■ Your instructions:
Switch "natural-language" to "free-text" in the items below and give them again with everything else unchanged, omitting the pictures.

[Dataset start]

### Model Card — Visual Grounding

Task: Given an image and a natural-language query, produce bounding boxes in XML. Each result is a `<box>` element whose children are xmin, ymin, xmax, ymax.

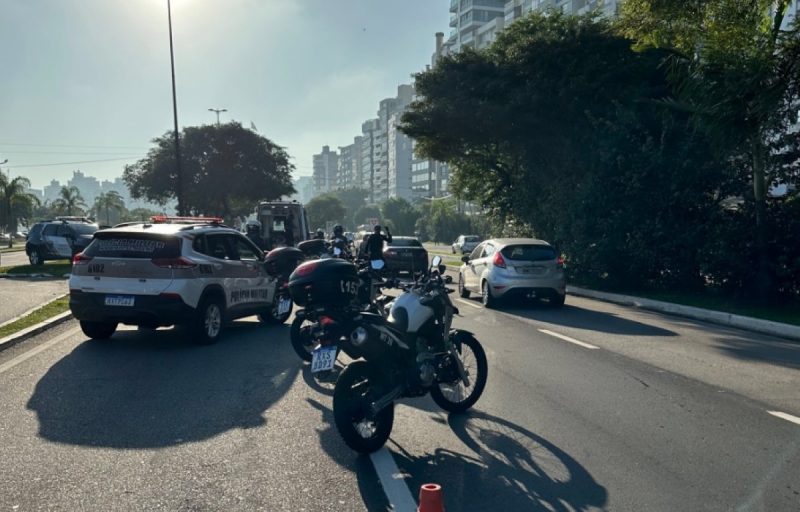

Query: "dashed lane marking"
<box><xmin>456</xmin><ymin>299</ymin><xmax>483</xmax><ymax>309</ymax></box>
<box><xmin>539</xmin><ymin>329</ymin><xmax>600</xmax><ymax>350</ymax></box>
<box><xmin>767</xmin><ymin>411</ymin><xmax>800</xmax><ymax>425</ymax></box>
<box><xmin>369</xmin><ymin>446</ymin><xmax>417</xmax><ymax>512</ymax></box>
<box><xmin>0</xmin><ymin>327</ymin><xmax>80</xmax><ymax>373</ymax></box>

[Dataset end]

■ Solution to the problem:
### Model Card — Visual Grounding

Task: Given an image and a free-text query, produce bounding boxes in XML. Each result is a `<box>` element whose children are xmin, ymin, xmax, ymax.


Query: "dashed lane marking"
<box><xmin>456</xmin><ymin>299</ymin><xmax>483</xmax><ymax>309</ymax></box>
<box><xmin>539</xmin><ymin>329</ymin><xmax>600</xmax><ymax>350</ymax></box>
<box><xmin>767</xmin><ymin>411</ymin><xmax>800</xmax><ymax>425</ymax></box>
<box><xmin>369</xmin><ymin>446</ymin><xmax>417</xmax><ymax>512</ymax></box>
<box><xmin>0</xmin><ymin>327</ymin><xmax>80</xmax><ymax>373</ymax></box>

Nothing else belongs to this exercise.